There were several hundred starving men dressed in rags in the courtyard. “Which one?” I asked the sergeant, who was safe behind his iron gate again. He pointed to the right, and I walked through the crowd trying to look like I did this all the time. The arms and legs of prisoners dangled from windows above, and the men up there hurled abuse and trash down on my head. Wires and laundry lines and improvised TV antennas tangled the sky overhead. Within seconds I was confronted by a half-naked, shivering man demanding money. I pushed him aside and threaded my way through the rest of these living dead as quickly as possible. Several men in nothing but tattered shorts chased after me, one of them carrying an enormous ship made of matchsticks and shouting prices. I hustled up the first few feet of a cement ramp, made a right where the sergeant had indicated, and came face-to-face with a closed iron grate. A dispassionate woman sat in a chair on the other side of the gate. She betrayed neither surprise nor interest as I let myself in. I had to duck my head beneath an arch of red hammer and sickle flags to enter, and when I stood up again a greeting committee of bright-faced young women in flowery blouses and slacks burst into applause and called out “Welcome, comrade!” They all shook my hand firmly, one after another, and then began to sing:

President Gonzalo, we advance with you
To final victory in the popular war!
The Peruvian Communist Party
Army of the new state!

They finished with a two-line chant:

Militarize the party for a world revolution!
Maoism in the world!

The room was clean. Red banners declared LONG LIVE THE PEOPLE’S WAR. Portraits of Marx, Mao, and Lenin were posted on the walls beside quotes from each. More slogans urged me to remember the Four Phases of Struggle, to Build World Maoism, and to Boil All Drinking Water.

Because of threats to their families, the prison guards had long ago ceded control of the block to Shining Path, and the guerrilla girls now lived independently. They cooked their own food, even raising rabbits, and days in A-1 were tightly scheduled around exercise, ideology classes, singing, mural painting, and military drills.

I borrowed a pen from a cooperative young woman and dug some paper out of my sock, where I had hidden it from the sergeant. A tall woman led me to a table in the main common room of the cell block. She had straight dark hair, Caucasian features, and an air of elegance. While attendants buzzed about her, bringing tea and bowls of fruit, she insisted in a clear, educated Spanish that she was “just an ordinary prisoner, someone with knowledge of the situation.” I asked how was she chosen as a leader.

“There are no leaders in the Shining Path,” she replied, fingering her glass of tea. “We are all equal.” Looking at the attendants hovering over her, I pointed out that she had some kind of authority. Was she elected democratically to her position? She glared at me. “The best are chosen,” she said.

#### Stored records:
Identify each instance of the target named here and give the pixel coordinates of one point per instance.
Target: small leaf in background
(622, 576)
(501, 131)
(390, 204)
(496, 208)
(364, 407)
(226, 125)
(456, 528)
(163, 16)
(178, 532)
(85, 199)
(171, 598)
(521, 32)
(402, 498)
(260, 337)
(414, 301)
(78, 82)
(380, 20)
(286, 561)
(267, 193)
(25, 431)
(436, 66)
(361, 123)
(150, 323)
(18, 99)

#### What is needed:
Continue the account of the visit to the Shining Path women's cell block, picking up right after its last sentence.

#### Result of this exercise:
Over lunch of rice and an oily stew in plastic bowls she quizzed me in detail about my politics and recent events. What was the attitude of Americans toward the Shining Path? Was the IRA a revolutionary organization or “merely” democratic? Was the Gulf War directed by American oil companies? Was the Chinese economy growing or collapsing? In exchange for my vague answers, she explained that Shining Path was the last bastion of true communism in the world, of course: Fidel Castro was a lackey of the United States; China was run by capitalist-imperialist dogs; communism collapsed not in 1989 but in 1975, when Mao died. From Tiananmen Square to the capitals of Eastern Europe, she explained, the masses were ready for a violent revolution. Peru’s other major guerrilla group, the MRTA, were not the Marxists they claimed but in fact a group of capitalists. “We have no relations with them,” she said. “They get support from Cuba. We consider the Cubans revisionists.”

As I picked at the small bones in my stew—rabbit, I hoped—the torrent of dogma continued in a vocabulary that I could hear but not comprehend. Che Guevara was a revisionist because he compromised with the retrograde forces of class domination, whatever that meant. He was a tepid captive of his own upbringing, this woman told me, a “bourgeois revisionist” and “servant of capitalism.” Her words followed a rigid internal logic that could not be translated to the world beyond these walls except through the blazing purity of violent action. Whether this logic made any sense or not was irrelevant: the language itself was the point. Revolutionary consciousness preempted and surpassed reality. In Peru, theory was fact.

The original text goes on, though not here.